REQUIRED WORK |
Line by line, transcribe the data shown below.

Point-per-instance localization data
□ □ □ □ □ □ □

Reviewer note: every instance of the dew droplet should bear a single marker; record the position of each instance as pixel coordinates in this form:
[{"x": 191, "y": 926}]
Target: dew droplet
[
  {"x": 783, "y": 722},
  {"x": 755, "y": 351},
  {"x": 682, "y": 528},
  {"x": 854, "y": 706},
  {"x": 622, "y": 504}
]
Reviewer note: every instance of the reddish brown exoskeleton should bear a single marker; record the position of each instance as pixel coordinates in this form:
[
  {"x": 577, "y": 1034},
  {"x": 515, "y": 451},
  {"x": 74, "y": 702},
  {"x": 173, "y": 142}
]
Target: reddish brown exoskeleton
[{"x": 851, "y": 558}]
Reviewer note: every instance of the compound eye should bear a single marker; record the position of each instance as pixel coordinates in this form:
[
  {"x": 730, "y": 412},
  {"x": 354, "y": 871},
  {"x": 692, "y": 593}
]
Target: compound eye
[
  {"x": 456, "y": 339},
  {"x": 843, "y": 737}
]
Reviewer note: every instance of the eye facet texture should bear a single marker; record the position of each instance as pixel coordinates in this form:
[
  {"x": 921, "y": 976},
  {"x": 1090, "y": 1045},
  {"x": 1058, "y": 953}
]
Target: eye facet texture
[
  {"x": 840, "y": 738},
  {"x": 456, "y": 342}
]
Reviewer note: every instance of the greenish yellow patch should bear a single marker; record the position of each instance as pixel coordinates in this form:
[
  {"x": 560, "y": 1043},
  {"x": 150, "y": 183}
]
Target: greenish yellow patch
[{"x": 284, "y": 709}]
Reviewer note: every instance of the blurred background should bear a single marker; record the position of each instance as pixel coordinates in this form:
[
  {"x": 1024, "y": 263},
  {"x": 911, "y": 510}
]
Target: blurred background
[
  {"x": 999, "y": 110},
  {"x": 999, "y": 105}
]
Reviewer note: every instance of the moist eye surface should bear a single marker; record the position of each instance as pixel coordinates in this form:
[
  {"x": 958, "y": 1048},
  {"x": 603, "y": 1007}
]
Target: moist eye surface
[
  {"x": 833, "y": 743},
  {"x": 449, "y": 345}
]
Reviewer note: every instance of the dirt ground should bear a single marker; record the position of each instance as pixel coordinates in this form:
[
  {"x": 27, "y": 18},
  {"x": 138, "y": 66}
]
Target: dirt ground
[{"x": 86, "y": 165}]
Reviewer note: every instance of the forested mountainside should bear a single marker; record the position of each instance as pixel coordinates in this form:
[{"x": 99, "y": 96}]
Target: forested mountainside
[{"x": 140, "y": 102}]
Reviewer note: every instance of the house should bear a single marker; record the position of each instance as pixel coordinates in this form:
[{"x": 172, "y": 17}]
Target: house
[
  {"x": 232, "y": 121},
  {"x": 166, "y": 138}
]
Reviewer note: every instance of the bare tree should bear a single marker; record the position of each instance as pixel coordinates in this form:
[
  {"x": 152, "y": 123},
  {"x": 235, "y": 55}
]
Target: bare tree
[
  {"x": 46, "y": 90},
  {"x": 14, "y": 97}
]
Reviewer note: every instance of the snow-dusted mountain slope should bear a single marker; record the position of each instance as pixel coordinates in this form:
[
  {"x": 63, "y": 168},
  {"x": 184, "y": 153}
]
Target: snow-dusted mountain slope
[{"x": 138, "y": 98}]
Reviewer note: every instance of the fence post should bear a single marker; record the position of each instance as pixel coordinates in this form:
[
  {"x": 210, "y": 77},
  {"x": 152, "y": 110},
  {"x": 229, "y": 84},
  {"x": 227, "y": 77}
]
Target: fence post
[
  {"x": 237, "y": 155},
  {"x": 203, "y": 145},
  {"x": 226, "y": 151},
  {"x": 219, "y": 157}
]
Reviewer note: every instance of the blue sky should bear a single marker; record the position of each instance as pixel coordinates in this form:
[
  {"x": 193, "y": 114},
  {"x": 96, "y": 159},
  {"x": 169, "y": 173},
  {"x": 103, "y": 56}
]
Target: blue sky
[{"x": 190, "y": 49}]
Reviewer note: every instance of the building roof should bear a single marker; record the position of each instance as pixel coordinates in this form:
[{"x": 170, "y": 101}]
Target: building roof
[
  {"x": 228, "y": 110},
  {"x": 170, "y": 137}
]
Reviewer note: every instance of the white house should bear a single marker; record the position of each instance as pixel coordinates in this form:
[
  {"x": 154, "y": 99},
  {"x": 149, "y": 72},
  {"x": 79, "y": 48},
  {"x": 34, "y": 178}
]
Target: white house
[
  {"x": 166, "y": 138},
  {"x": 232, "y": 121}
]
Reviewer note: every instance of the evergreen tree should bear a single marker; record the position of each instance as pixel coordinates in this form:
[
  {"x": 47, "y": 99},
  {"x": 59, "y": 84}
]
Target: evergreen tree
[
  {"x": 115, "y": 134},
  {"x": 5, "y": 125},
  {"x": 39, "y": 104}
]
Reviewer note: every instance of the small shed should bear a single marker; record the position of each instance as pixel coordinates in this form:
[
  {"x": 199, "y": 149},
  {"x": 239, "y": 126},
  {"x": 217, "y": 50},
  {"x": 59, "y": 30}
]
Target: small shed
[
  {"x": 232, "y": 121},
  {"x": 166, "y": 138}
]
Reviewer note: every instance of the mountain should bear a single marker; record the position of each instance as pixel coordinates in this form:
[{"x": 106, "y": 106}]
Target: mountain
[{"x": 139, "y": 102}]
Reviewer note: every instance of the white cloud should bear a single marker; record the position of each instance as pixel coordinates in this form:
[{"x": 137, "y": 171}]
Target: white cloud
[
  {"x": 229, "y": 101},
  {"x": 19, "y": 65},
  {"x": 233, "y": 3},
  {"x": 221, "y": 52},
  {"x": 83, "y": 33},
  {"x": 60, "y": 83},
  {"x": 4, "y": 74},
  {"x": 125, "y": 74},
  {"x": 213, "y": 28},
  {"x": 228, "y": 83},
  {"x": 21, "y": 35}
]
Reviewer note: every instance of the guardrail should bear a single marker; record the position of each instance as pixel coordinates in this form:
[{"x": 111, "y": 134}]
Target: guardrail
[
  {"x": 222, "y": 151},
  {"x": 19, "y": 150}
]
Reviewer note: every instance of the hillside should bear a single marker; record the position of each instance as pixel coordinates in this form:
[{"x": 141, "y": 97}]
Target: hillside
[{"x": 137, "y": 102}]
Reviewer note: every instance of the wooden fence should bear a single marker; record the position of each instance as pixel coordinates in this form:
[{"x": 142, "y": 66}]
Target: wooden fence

□ □ □ □ □ □ □

RESPONSE |
Reviewer note: every instance of the dew droplet should bear a single marker; record the position of each instance as pixel coordinates in this form:
[{"x": 191, "y": 926}]
Target: dew droplet
[
  {"x": 783, "y": 722},
  {"x": 755, "y": 351},
  {"x": 682, "y": 528},
  {"x": 854, "y": 706},
  {"x": 622, "y": 504}
]
Reviewer note: every instance of the reddish brown exoskeleton should bear a single marker; record the position of each instance as pixel coordinates in this form:
[
  {"x": 577, "y": 1034},
  {"x": 515, "y": 451},
  {"x": 74, "y": 702},
  {"x": 173, "y": 142}
]
Target: reddish brown exoskeleton
[{"x": 851, "y": 558}]
Reviewer note: every instance of the compound eye should bear a single marker; record the position of each instance as pixel coordinates in this form:
[
  {"x": 730, "y": 412},
  {"x": 354, "y": 871},
  {"x": 692, "y": 593}
]
Target: compound eye
[
  {"x": 456, "y": 339},
  {"x": 843, "y": 737}
]
Reviewer note: every instance of the eye facet texture should bear a single marker; record the position of each instance as pixel coordinates in this form:
[
  {"x": 921, "y": 976},
  {"x": 1090, "y": 1045},
  {"x": 1058, "y": 953}
]
Target: eye facet texture
[
  {"x": 840, "y": 738},
  {"x": 456, "y": 342}
]
Reviewer note: every instance of the greenish yellow patch should bear a single marker; record the position of each instance as pixel coordinates in this form:
[
  {"x": 560, "y": 1043},
  {"x": 150, "y": 183}
]
Target: greenish yellow patch
[{"x": 284, "y": 709}]
Reviewer note: every instance of the blurred background should bear a single marker; record the position of each instance as pixel coordinates in this form:
[
  {"x": 1024, "y": 263},
  {"x": 911, "y": 510}
]
Target: blurred background
[
  {"x": 999, "y": 110},
  {"x": 999, "y": 105}
]
Reviewer note: every instance of the moist eye surface should bear a single marker; record the position of each instance as pixel coordinates in this form:
[
  {"x": 958, "y": 1048},
  {"x": 603, "y": 1007}
]
Target: moist eye surface
[
  {"x": 833, "y": 743},
  {"x": 449, "y": 345}
]
Reviewer note: every instance of the dirt ground should bear a single marker; record the position of each instance as pixel coordinates in this form:
[
  {"x": 27, "y": 18},
  {"x": 138, "y": 66}
]
Target: dirt ground
[{"x": 86, "y": 165}]
Reviewer note: every instance of the forested mountainside should bear a single marker; record the position of each instance as pixel coordinates in this form:
[{"x": 99, "y": 96}]
Target: forested mountainside
[{"x": 140, "y": 102}]
Reviewer note: every instance of the house should bear a single marker; record the position of each instance as pixel coordinates in this form:
[{"x": 172, "y": 17}]
Target: house
[
  {"x": 232, "y": 121},
  {"x": 166, "y": 138}
]
Reviewer note: every instance of the bare tree should bear a single marker; record the position of each instance as pixel coordinates in this form:
[
  {"x": 152, "y": 123},
  {"x": 235, "y": 55}
]
Target: bare tree
[
  {"x": 46, "y": 90},
  {"x": 14, "y": 97}
]
Reviewer note: every instance of the snow-dusted mountain slope should bear a single marker; record the position of each instance as pixel coordinates in this form:
[
  {"x": 63, "y": 168},
  {"x": 184, "y": 153}
]
Target: snow-dusted mountain slope
[{"x": 138, "y": 98}]
Reviewer note: every instance of the fence post should bear a single marker; record the position of each instance as pixel coordinates in this form:
[
  {"x": 210, "y": 77},
  {"x": 152, "y": 110},
  {"x": 229, "y": 84},
  {"x": 227, "y": 77}
]
Target: fence post
[
  {"x": 237, "y": 155},
  {"x": 203, "y": 145},
  {"x": 226, "y": 151},
  {"x": 219, "y": 157}
]
Reviewer note: every instance of the blue sky should bear a single marker; record the position of each instance as pixel coordinates in this form:
[
  {"x": 193, "y": 114},
  {"x": 96, "y": 159},
  {"x": 169, "y": 173},
  {"x": 103, "y": 56}
]
Target: blue sky
[{"x": 190, "y": 49}]
Reviewer note: every instance of the building roof should bear a single marker; record the position of each instance as pixel coordinates in this form:
[{"x": 170, "y": 101}]
Target: building roof
[
  {"x": 228, "y": 110},
  {"x": 170, "y": 137}
]
Reviewer note: every instance of the white house should bear a single marker; record the position of each instance as pixel coordinates in this form:
[
  {"x": 154, "y": 99},
  {"x": 149, "y": 72},
  {"x": 79, "y": 48},
  {"x": 34, "y": 178}
]
Target: white house
[
  {"x": 166, "y": 138},
  {"x": 232, "y": 121}
]
Reviewer note: every instance of the evergreen tree should bear a single marker; record the position of each instance as pixel coordinates in this form:
[
  {"x": 47, "y": 99},
  {"x": 59, "y": 84}
]
Target: evergreen tree
[
  {"x": 115, "y": 134},
  {"x": 5, "y": 125},
  {"x": 39, "y": 104}
]
Reviewer note: every instance of the small shed should bear a single marker; record the position of each instance as pixel coordinates in this form:
[
  {"x": 199, "y": 149},
  {"x": 239, "y": 126},
  {"x": 217, "y": 50},
  {"x": 59, "y": 30}
]
Target: small shed
[
  {"x": 232, "y": 121},
  {"x": 166, "y": 138}
]
Reviewer note: every instance of the mountain should bear a single marker; record the position of each instance as pixel coordinates in this form:
[{"x": 106, "y": 106}]
Target: mountain
[{"x": 139, "y": 102}]
Reviewer note: every instance of the white cloud should bear a single marker; record the position of each instance as pixel coordinates in this form:
[{"x": 137, "y": 171}]
Target: white cloud
[
  {"x": 229, "y": 101},
  {"x": 19, "y": 65},
  {"x": 233, "y": 3},
  {"x": 221, "y": 52},
  {"x": 83, "y": 33},
  {"x": 60, "y": 83},
  {"x": 4, "y": 74},
  {"x": 125, "y": 74},
  {"x": 213, "y": 28},
  {"x": 228, "y": 83},
  {"x": 21, "y": 35}
]
Reviewer note: every instance of the guardrail should bear a single marker; record the position of each instance as pixel coordinates in this form:
[{"x": 111, "y": 134}]
Target: guardrail
[
  {"x": 222, "y": 151},
  {"x": 19, "y": 150}
]
Reviewer note: every instance of the hillside should bear a single marker; record the position of each instance as pixel coordinates in this form:
[{"x": 141, "y": 97}]
Target: hillside
[{"x": 137, "y": 102}]
Reviewer note: every instance of the wooden fence should bear a single marker; record the position of each instance as pixel coordinates in this form:
[{"x": 142, "y": 66}]
Target: wooden fence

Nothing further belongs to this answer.